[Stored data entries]
>>>
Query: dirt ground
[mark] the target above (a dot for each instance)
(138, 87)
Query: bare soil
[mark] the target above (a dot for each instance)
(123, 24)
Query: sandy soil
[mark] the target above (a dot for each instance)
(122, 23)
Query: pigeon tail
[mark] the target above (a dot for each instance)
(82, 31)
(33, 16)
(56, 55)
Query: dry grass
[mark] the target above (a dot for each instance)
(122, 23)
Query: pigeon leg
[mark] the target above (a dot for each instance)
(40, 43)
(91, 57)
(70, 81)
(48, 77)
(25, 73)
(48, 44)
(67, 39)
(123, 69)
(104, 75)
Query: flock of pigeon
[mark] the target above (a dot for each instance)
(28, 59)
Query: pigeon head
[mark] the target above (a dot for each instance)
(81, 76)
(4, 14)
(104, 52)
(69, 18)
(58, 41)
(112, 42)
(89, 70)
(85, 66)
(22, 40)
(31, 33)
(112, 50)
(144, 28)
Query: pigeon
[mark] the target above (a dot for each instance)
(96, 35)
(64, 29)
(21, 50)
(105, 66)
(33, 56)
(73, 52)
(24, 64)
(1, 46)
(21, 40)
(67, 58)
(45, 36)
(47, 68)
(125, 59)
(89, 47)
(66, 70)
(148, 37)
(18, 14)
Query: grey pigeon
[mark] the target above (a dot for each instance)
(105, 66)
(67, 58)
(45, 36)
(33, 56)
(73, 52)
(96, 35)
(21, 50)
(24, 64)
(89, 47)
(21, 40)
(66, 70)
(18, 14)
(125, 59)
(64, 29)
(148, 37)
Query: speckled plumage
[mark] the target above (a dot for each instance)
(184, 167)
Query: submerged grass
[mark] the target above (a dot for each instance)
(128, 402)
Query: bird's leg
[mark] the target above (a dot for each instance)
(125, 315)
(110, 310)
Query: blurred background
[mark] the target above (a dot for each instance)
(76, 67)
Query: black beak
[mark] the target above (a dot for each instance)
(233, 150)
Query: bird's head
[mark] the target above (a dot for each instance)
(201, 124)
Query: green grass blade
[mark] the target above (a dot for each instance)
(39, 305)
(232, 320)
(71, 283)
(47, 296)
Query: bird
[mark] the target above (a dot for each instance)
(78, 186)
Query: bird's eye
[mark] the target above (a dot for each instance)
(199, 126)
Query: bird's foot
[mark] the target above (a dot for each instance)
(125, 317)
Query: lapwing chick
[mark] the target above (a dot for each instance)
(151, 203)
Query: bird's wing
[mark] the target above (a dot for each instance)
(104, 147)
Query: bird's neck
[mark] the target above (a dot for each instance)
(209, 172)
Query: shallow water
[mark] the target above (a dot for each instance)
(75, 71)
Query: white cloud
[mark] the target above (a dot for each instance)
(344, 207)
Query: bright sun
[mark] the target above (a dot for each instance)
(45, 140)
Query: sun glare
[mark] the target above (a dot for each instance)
<<<
■ Your task: All the entries above must be repeated exactly as they were given.

■ Task solution:
Query: dirt ground
[mark] the target above (a dot for each instance)
(138, 87)
Query: bare soil
[mark] the target above (a dot for each instance)
(123, 24)
Query: sandy soil
[mark] the target above (a dot for each instance)
(122, 23)
Query: pigeon tail
[mark] the target above (a dot for each instance)
(82, 31)
(33, 16)
(56, 55)
Query: dry grass
[mark] the target above (a dot for each instance)
(122, 23)
Query: pigeon leg
[mark] the target above (a dot for each instance)
(40, 43)
(91, 57)
(70, 81)
(48, 77)
(25, 73)
(48, 44)
(67, 39)
(123, 69)
(104, 75)
Query: flock of pigeon
[mark] the target above (a dot for each instance)
(28, 59)
Query: pigeon head
[mark] the target above (a dot for each instance)
(81, 76)
(4, 14)
(104, 52)
(69, 18)
(58, 41)
(112, 42)
(89, 70)
(85, 66)
(22, 40)
(31, 33)
(112, 50)
(144, 28)
Query: pigeon
[mark] the target above (a dot for each instance)
(96, 35)
(64, 29)
(21, 50)
(105, 66)
(33, 56)
(73, 52)
(24, 64)
(1, 46)
(21, 40)
(67, 58)
(45, 36)
(47, 68)
(125, 59)
(89, 47)
(66, 70)
(148, 37)
(18, 14)
Query: grey pigeon
[mark] the target above (a dot for each instance)
(105, 66)
(67, 58)
(45, 36)
(33, 56)
(73, 52)
(96, 35)
(21, 50)
(24, 64)
(89, 47)
(21, 40)
(66, 70)
(18, 14)
(125, 59)
(64, 29)
(148, 37)
Query: speckled plumage
[mark] the target above (a dot for each instance)
(184, 167)
Query: submerged grass
[mark] the target above (a dot for each instance)
(128, 402)
Query: bird's leg
[mark] the target above (a dot for each instance)
(125, 315)
(110, 310)
Query: blurred background
[mark] the target above (a dot for each instance)
(76, 67)
Query: black beak
[mark] the target above (a dot for each instance)
(233, 150)
Query: bird's head
[mark] the target above (a dot for each instance)
(201, 124)
Query: green grass blade
[mark] the target above (a dot for each instance)
(39, 305)
(232, 320)
(71, 283)
(47, 296)
Query: bird
[mark] the target above (a dot for each instance)
(78, 186)
Query: bird's eye
[mark] the target above (a dot for each instance)
(199, 126)
Query: bird's foot
[mark] the target above (a dot for each instance)
(125, 317)
Query: lapwing chick
[mark] the target above (a dot for each instance)
(151, 203)
Query: bird's wing
[mark] the target above (a dot for each instance)
(104, 147)
Query: bird's neck
[mark] the target above (a dot for each instance)
(209, 172)
Query: shallow water
[mark] the target above (a dot for each instance)
(75, 71)
Query: white cloud
[mark] the target above (a dot for each instance)
(344, 207)
Query: bright sun
[mark] the target above (a dot for each instance)
(45, 140)
Query: sun glare
[mark] the target above (a dot for each instance)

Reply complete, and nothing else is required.